• _Reading passage_
----------

Bloomlife awarded two grants totaling $2.3M to advance diagnostics for fetal well-being and preterm labor detection
Grants provide research and development funding to expand the capabilities of their state-of-the-art pregnancy wearable
San Francisco, CA – November 7, 2017 – Women’s health company, Bloomlife, announced today they were awarded two grants to further develop their groundbreaking prenatal wearable for remote fetal monitoring and preterm labor detection. The projects received a total of $2.3M in funding from the Horizon 2020 Framework Programme of the European Union under the SME instrument, and Belgian based Flanders Innovation and Entrepreneurship funding agency.
Both grants will enable the commercialization of novel medical products for prenatal care and, in turn: improved birth outcomes, lower healthcare costs, and job creation within Belgium and Europe at large.
“We are honored to have the support of both Flanders Innovation and Entrepreneurship and the European Commission Horizon 2020 program,” commented Bloomlife Co-founder and CEO Eric Dy, “Given the highly competitive review process, this is a major endorsement by key opinion leaders in Europe for both our technology and vision to bring prenatal care into the 21st century.”

----------

Data entries:

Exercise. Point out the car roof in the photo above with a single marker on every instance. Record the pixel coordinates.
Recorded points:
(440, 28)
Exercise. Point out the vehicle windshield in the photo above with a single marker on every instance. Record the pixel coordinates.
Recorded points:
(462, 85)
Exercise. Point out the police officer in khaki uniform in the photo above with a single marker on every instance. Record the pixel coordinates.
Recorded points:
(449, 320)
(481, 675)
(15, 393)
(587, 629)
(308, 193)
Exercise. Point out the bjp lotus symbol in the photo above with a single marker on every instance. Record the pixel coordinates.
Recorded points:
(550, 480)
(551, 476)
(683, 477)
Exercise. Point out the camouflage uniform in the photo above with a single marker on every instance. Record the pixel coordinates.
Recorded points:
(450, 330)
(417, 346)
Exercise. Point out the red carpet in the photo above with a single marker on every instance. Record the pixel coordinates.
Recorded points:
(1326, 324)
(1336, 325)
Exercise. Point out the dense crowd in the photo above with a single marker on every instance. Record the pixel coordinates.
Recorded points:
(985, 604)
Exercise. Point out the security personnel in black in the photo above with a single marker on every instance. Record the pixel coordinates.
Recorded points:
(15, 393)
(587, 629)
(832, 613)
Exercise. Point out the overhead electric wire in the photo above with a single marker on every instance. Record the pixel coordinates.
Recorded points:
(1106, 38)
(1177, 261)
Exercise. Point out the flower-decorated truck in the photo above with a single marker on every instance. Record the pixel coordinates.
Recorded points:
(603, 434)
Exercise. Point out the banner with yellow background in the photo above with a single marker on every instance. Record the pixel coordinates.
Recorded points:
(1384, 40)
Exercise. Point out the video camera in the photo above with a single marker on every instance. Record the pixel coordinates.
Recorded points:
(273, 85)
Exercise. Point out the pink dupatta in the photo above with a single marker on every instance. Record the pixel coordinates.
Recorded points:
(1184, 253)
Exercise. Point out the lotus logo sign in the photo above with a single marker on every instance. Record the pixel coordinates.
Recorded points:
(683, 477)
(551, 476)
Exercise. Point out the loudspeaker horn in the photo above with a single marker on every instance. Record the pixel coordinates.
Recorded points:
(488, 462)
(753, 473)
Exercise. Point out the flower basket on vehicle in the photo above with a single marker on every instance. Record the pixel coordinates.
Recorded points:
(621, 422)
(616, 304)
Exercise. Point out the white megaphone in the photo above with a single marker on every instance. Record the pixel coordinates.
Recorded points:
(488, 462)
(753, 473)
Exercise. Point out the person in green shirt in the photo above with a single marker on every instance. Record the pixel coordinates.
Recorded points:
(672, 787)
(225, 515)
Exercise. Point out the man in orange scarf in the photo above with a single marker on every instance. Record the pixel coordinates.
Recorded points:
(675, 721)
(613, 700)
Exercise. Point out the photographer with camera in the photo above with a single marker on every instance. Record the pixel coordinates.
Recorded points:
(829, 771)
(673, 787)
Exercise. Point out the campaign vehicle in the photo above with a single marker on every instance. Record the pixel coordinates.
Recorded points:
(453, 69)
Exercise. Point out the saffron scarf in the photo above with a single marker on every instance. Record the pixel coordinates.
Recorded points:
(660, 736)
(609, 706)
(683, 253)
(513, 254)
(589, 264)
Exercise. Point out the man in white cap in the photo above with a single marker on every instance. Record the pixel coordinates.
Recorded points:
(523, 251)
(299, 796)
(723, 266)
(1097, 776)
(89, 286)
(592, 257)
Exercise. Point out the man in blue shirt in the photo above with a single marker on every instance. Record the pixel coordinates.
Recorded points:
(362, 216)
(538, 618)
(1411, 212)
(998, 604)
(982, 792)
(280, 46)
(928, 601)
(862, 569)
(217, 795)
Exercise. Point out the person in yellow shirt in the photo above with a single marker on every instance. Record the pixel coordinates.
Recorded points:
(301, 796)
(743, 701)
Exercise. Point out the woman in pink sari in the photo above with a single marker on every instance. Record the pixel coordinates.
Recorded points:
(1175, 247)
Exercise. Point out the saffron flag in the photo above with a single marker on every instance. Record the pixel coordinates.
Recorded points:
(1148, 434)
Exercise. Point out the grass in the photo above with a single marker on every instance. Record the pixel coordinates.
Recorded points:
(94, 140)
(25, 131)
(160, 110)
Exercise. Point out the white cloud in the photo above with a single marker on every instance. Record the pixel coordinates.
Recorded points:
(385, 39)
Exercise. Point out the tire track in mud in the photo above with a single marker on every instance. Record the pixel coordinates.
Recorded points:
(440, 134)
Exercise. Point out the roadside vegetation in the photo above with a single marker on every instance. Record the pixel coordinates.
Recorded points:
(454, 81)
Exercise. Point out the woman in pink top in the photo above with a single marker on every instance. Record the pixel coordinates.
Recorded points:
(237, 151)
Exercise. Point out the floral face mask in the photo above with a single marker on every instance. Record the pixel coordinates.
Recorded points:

----------

• _Problem statement_
Reproduce the passage of the Bloomlife grant announcement between "Bloomlife awarded two" and "Entrepreneurship funding agency.", inclusive.

• _Task result_
Bloomlife awarded two grants totaling $2.3M to advance diagnostics for fetal well-being and preterm labor detection
Grants provide research and development funding to expand the capabilities of their state-of-the-art pregnancy wearable
San Francisco, CA – November 7, 2017 – Women’s health company, Bloomlife, announced today they were awarded two grants to further develop their groundbreaking prenatal wearable for remote fetal monitoring and preterm labor detection. The projects received a total of $2.3M in funding from the Horizon 2020 Framework Programme of the European Union under the SME instrument, and Belgian based Flanders Innovation and Entrepreneurship funding agency.